Document passage:
::::::::::

The secret to labeling financial data

This post will describe the secret of labeling financial data

To avoid the curse of dimensionality, it is advisable to reframe a regression problem into a classification problem where possible.

Fixed horizon method:

Fixed horizon method is a popular method to do this. There are two components to this, a. generating the fixed horizon, and b. labeling the data. Generating the fixed horizon is done through the use of bars, time bars/tick bars/volume bars/dollar bars. The bars other than time bars are preferred because the return series is closer to the normal distribution. Labeling the data is done by setting up a return threshold, t. If the return, r, over a fixed number of bars is less than -t, label the bar as -1, between -t and t label 0, and beyond t label 1

A variation of the above method, that is very appealing, is to replace the raw return r with the standardised return z, which is the return that is adjusted for the volatility predicted over the interval of bars we are calculating for. If the standardised return, z, over a fixed number of bars is less than -t, label the bar as -1, between -t and t label 0, and beyond t label 1

A drawback of fixed horizon method, is that it ignores the return profile within the bar, and in actual practise if the return exceeds or declines above or below profit taking or stop loss positions defined by the risk management department, then the position will not reach the end of the bar in actual fact.

Triple barrier method

In the triple barrier method, we enter a position at time bar t0, we define a max number of bars that we will hold the position, h, i.e. till time t0 + h. We also define the expected volatility of returns over this horizon, t. We then initiate the position and start monitoring the return at each time step, if the return exeeeds t, we exit the position (profit taking) and label it as +1. If the return exceeds -t, we exit the position (stop loss), and label it as -1. We keep going till the return is within these thresholds, until we run out of time for the position, i.e. t0+h, we then exit the position and label it as 0.

Meta-labeling:

Labels can be used to train a model that can analyse current circumstances, and predict whether we will have a return exceeding a threshold of t, in the next h time bars. Before we place a bit on this outcome, it is useful to train a separate model, that offers comment on how often the earlier model has been right, when it has predicted a positive or negative outcome. This exercise results us in including precision and recall, and in estimating in some way, the level of true positives. This gives us confidence to size the bet (trade size), through which we will act on this prediction.

::::::::::

Dataset entries:
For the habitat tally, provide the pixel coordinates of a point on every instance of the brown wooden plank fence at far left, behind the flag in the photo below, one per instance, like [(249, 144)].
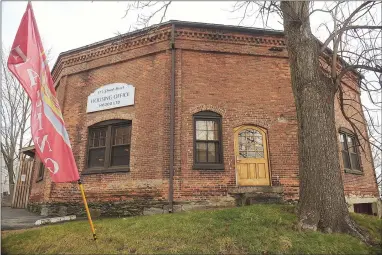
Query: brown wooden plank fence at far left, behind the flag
[(23, 184)]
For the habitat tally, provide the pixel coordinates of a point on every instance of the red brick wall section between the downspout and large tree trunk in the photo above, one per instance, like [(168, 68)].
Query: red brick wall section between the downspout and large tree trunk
[(245, 90)]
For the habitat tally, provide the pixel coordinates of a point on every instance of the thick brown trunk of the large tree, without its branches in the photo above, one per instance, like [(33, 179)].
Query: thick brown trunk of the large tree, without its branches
[(322, 201)]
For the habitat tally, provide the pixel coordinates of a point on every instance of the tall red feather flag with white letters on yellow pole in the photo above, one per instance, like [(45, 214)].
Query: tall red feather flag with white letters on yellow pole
[(27, 61)]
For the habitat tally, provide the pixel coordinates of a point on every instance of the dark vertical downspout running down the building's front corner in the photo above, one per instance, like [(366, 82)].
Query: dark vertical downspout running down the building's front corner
[(172, 122)]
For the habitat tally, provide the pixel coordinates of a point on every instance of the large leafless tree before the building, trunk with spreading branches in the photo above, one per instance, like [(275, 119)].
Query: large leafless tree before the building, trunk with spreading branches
[(351, 51)]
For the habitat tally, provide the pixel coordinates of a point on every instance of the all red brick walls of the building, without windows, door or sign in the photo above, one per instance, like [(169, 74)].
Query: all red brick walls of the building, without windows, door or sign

::::::::::

Things to do:
1 - Answer these about the post on labeling financial data:
(a) In the fixed horizon method, which kinds of bars are preferred over time bars, and what reason does the post give?
(b) In the triple barrier method, what label does a position get when it runs out of time at t0 + h?
(c) In meta-labeling, what does the separate model comment on?
2 - Write out the part of the post on labeling financial data from "A drawback of" to "in actual fact.", word for word.
The lines have nothing to do with the post on labeling financial data.

Answers below:
1 -
(a) Tick bars, volume bars and dollar bars are preferred, because their return series is closer to the normal distribution.
(b) It is labeled 0.
(c) It comments on how often the earlier model has been right when it has predicted a positive or negative outcome.

2 -
A drawback of fixed horizon method, is that it ignores the return profile within the bar, and in actual practise if the return exceeds or declines above or below profit taking or stop loss positions defined by the risk management department, then the position will not reach the end of the bar in actual fact.